Donald Trump poses with Vince and Linda McMahon at the White House

Pressure is mounting on WWE to cancel its upcoming event in Saudi Arabia. The United States and Saudi Arabia appear headed for a diplomatic conflict while one of America’s largest entertainment companies has a date in Riyadh on November 2, the one-month anniversary of the disappearance of a Saudi-born, American resident journalist. Despite the pending chaos, oddsmakers think the event will go ahead. 

On October 2, Jamal Khashoggi, a journalist for the Washington Post, entered the Saudi Consulate in Istanbul, Turkey and never emerged. He is presumed dead and the international community is accusing Mohammed bin Salman, the crown prince of Saudi Arabia, of orchestrating the entire thing.

The word last week from the Saudi royal family is that Khashoggi was killed in “an interrogation gone wrong.”

Khashoggi, a known critic of the Saudi monarchy, has been on the radar of the king and prince for some time. U.S. intelligence alleges that there was a plan underway to lure Khashoggi back to Saudi Arabia from Virginia. Khashoggi believed he was at the consulate to obtain a marriage license. 

Senators on both sides of the aisle are speaking out against the United States continuing a business relationship with Saudi Arabia, no matter what the financial fallout. Senators have also urged WWE to pause its participation in Saudi Arabia, with Republican Lindsay Graham and Democrat Chris Coons among them.

In August, Saudi Arabia was condemned by Canada’s Foreign Ministry for its handling of dissenters and activists. In response, Saudi Arabia removed all investment from Canada and is in the process of removing students who have been in the country studying.

Kushner-Trump-McMahon Connection

The implications for WWE run deeper than the international scrutiny that will undoubtedly lead to public relations issues and customer backlash. Remember, WWE is a publicly traded entertainment company, not privately held as it was for so many of its growth years. It will be nearly impossible to avoid financial loss whether or not they proceed with the November 2 event dubbed Crown Jewel.

**Extracted records**
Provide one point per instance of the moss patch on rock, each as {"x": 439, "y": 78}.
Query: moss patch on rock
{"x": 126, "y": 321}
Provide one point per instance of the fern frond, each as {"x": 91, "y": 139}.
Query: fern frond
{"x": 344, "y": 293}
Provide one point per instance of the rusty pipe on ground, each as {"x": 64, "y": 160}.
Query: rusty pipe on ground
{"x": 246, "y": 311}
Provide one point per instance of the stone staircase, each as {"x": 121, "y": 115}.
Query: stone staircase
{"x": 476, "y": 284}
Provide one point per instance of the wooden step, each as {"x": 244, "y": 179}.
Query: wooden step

---

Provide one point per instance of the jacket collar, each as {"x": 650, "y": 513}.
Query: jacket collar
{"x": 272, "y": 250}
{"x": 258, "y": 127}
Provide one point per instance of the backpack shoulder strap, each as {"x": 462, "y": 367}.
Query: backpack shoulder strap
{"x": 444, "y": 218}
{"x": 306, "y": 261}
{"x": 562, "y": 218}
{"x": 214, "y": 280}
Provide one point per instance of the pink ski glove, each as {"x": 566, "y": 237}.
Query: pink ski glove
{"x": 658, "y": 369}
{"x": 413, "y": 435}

**Goal**
In the article about WWE and Saudi Arabia, what is the November 2 event called?

**Correct answer**
The event is called Crown Jewel.